GIVEN EXERCISE:
Reproduce the listing below word for word, starting with the line that contains "GET /detect?query=ceiling fan motor housing" and continuing through the end of the listing.

EXCERPTED DATA:
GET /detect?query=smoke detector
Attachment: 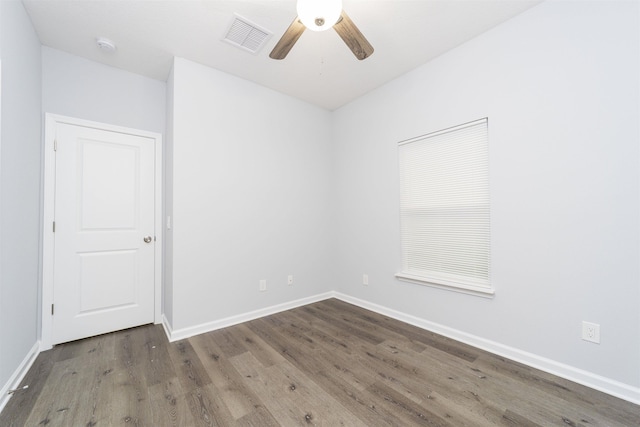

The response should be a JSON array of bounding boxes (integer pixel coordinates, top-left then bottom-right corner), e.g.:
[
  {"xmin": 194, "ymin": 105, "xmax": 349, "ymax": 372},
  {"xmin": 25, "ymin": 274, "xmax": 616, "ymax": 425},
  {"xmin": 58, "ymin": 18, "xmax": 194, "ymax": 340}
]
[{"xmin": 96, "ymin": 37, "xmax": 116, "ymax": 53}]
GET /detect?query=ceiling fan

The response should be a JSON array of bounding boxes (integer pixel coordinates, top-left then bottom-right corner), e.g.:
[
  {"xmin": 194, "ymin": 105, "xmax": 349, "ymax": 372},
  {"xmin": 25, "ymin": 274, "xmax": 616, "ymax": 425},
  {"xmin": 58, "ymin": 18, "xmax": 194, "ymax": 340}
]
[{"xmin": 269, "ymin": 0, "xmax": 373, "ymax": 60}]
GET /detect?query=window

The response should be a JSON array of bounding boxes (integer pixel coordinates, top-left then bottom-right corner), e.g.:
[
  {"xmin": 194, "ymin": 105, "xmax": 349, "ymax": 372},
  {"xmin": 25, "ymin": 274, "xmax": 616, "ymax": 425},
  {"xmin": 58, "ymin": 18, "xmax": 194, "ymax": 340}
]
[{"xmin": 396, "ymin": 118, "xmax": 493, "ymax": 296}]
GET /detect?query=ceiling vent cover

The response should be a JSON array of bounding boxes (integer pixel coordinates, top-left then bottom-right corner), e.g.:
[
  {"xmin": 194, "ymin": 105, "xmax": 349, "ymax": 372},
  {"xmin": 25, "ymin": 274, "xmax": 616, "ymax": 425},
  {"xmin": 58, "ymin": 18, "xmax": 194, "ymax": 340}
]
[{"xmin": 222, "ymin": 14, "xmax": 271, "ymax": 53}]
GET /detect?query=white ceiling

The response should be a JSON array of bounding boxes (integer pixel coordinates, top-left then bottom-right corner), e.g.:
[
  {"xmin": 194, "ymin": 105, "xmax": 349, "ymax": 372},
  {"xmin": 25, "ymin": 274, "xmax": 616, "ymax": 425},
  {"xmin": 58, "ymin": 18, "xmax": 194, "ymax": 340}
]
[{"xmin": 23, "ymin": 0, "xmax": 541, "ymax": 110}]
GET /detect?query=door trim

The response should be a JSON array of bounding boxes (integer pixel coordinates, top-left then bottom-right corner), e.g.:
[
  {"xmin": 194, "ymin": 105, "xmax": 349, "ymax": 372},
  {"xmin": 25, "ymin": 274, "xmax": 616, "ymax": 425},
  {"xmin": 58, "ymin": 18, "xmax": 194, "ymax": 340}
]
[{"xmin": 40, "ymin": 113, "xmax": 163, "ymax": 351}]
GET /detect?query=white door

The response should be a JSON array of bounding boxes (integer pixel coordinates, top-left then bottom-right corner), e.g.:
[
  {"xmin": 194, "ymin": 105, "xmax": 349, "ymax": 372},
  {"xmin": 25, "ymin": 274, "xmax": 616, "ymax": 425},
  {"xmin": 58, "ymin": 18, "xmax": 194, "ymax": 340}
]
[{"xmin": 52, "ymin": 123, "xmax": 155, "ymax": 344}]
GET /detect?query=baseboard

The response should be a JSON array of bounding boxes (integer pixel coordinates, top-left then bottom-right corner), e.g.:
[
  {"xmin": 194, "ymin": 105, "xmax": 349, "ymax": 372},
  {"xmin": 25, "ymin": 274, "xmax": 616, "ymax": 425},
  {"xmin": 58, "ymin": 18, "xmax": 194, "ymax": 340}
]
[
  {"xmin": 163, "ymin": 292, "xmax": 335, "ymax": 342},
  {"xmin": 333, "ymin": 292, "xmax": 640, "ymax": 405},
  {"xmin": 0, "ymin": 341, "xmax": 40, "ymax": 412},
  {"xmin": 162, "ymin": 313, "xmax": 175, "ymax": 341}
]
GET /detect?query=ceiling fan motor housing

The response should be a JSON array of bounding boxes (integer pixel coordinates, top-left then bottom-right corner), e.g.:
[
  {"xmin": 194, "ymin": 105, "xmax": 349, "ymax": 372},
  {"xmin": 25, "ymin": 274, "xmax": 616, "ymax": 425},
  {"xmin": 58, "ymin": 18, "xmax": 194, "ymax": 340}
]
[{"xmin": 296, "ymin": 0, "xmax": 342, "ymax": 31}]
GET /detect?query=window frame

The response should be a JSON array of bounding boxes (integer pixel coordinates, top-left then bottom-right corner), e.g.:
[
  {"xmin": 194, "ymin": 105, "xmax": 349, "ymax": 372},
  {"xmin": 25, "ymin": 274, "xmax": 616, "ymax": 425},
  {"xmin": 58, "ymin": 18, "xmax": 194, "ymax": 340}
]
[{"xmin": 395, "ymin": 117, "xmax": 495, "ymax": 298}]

EXPECTED ANSWER:
GET /detect?query=ceiling fan motor housing

The response should be a JSON array of bounding boxes (integer pixel coordinates, top-left then bottom-right corner), e.g.:
[
  {"xmin": 194, "ymin": 105, "xmax": 349, "ymax": 372},
  {"xmin": 25, "ymin": 274, "xmax": 616, "ymax": 425},
  {"xmin": 58, "ymin": 18, "xmax": 194, "ymax": 340}
]
[{"xmin": 296, "ymin": 0, "xmax": 342, "ymax": 31}]
GET /detect?query=window frame

The response should be a JSON array of bounding boxes (integer pixel coordinates, top-left then bottom-right corner), e.g.:
[
  {"xmin": 194, "ymin": 105, "xmax": 349, "ymax": 372},
  {"xmin": 25, "ymin": 274, "xmax": 616, "ymax": 425},
  {"xmin": 58, "ymin": 18, "xmax": 194, "ymax": 340}
]
[{"xmin": 395, "ymin": 117, "xmax": 495, "ymax": 298}]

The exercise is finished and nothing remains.